** begin Entries **

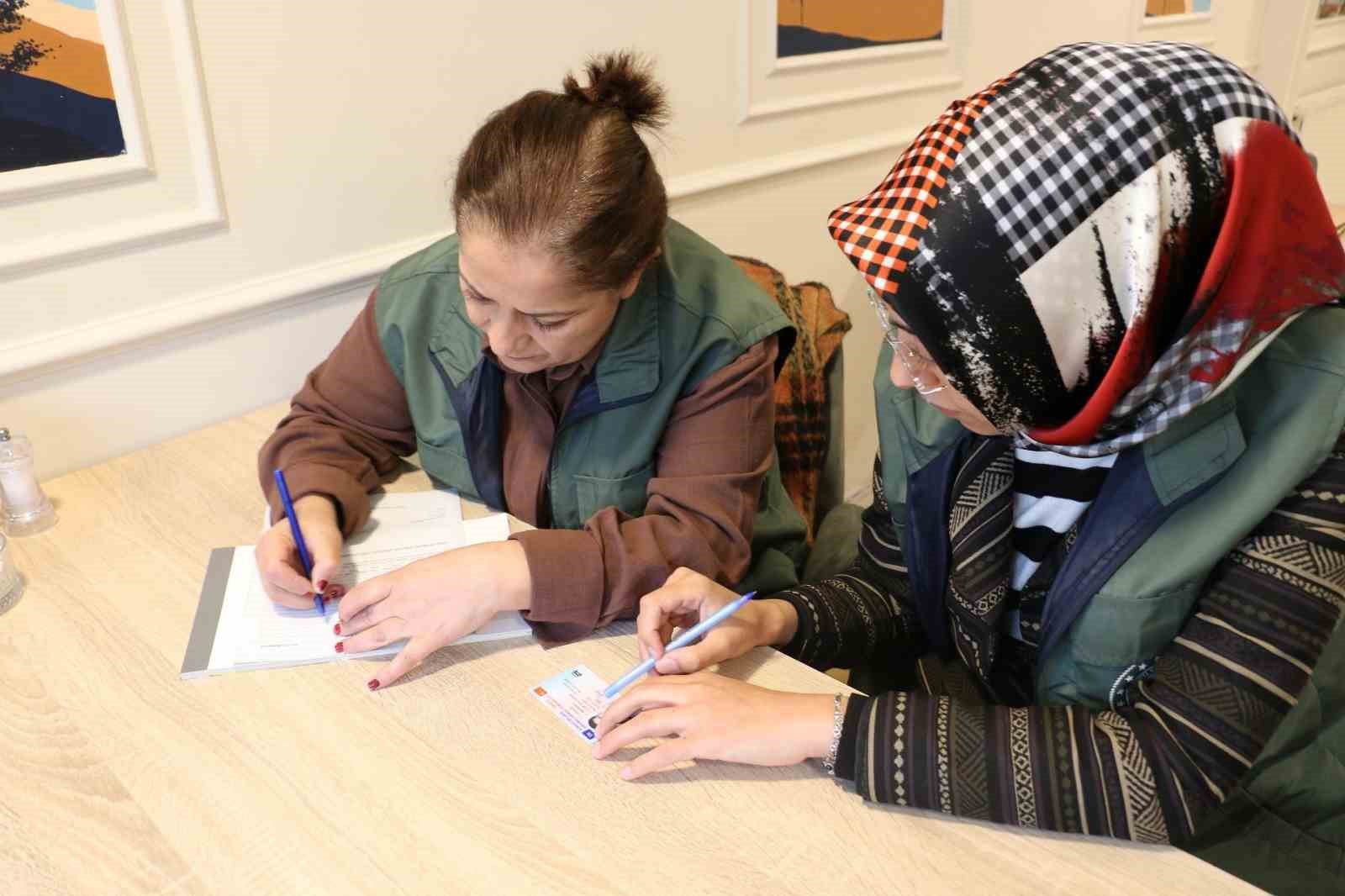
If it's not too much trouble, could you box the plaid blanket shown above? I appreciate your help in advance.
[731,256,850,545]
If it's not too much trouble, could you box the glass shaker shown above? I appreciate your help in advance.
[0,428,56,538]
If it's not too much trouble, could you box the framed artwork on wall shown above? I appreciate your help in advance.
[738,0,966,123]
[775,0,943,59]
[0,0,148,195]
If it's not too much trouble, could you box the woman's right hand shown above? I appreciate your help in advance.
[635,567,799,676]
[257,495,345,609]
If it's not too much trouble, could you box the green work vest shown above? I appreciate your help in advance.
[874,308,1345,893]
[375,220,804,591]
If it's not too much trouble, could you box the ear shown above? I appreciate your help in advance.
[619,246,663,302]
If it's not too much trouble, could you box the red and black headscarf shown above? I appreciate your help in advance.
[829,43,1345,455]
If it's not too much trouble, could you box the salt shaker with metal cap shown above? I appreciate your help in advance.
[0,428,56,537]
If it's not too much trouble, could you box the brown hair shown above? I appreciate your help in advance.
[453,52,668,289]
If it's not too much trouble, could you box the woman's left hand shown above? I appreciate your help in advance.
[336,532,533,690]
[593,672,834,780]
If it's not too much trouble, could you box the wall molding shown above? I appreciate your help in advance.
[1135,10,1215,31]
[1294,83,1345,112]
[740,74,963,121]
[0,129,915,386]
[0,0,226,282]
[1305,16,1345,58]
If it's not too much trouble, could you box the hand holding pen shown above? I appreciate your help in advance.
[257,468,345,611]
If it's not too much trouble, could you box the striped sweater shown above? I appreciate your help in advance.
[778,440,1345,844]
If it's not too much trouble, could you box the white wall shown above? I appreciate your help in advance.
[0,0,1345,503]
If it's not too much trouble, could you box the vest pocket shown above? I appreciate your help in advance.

** end Entries **

## Job
Arrange each line of the listing above as a numbered list, omitting any blank lines and leaving out the pictures.

## Answer to the task
1. If it's not too much trouble, could you box the plaid blanket shown above? I appreciate your help in advance.
2. [731,256,850,545]
3. If it's not too much trouble, could you box the glass shaker shown above? I appreciate your help in advance.
4. [0,428,56,538]
5. If it's not too much trouble, could you box the framed artwork on wall shown above? I appreciate your help in advance.
6. [738,0,966,123]
7. [775,0,943,59]
8. [0,0,148,195]
9. If it's not too much trouble, could you box the woman's right hand shown above? I appreciate your help in advance.
10. [635,567,799,676]
11. [257,495,345,609]
12. If it's not too much trouble, could you box the green work vest shown above? I appreciate your help in advance.
13. [874,308,1345,893]
14. [375,220,804,591]
15. If it's not too much trouble, could you box the ear shown above? I appreciate your help in advance.
16. [619,246,663,302]
17. If it's not too much trouble, could you box the red and black headscarf shown above? I appreciate your help in advance.
18. [829,43,1345,455]
19. If it's not too much trouble, could you box the salt shaker with metal cap shown above? I appreciate your help in advance.
20. [0,428,56,537]
21. If it's not too much trouble, could you box the brown hair shown above? I appreciate your help in advance.
22. [453,52,668,289]
23. If it's not too much trouble, could you box the woman's left hand shown above? I appreciate your help in advance.
24. [336,532,533,690]
25. [593,672,834,780]
26. If it's not too much trouble, could you box the wall molding shown above? I appreciate your help in advance.
27. [1135,10,1215,31]
28. [1294,83,1345,112]
29. [740,74,963,121]
30. [0,129,915,386]
31. [0,0,226,282]
32. [1305,16,1345,58]
33. If it's not too much trouble, could you box the hand holding pen shown above? I appreciate your help in advance.
34. [257,468,345,611]
35. If it's not too much trouble, could you box the striped sweater shown above? I appreciate your help in advance.
36. [778,440,1345,844]
37. If it's not too much trouble, could you box the white wall shown above? I appreciate your help in advance.
38. [0,0,1345,503]
39. If it's not too much trouble, could you box the vest pocket shown above? I appreciate your help in advance.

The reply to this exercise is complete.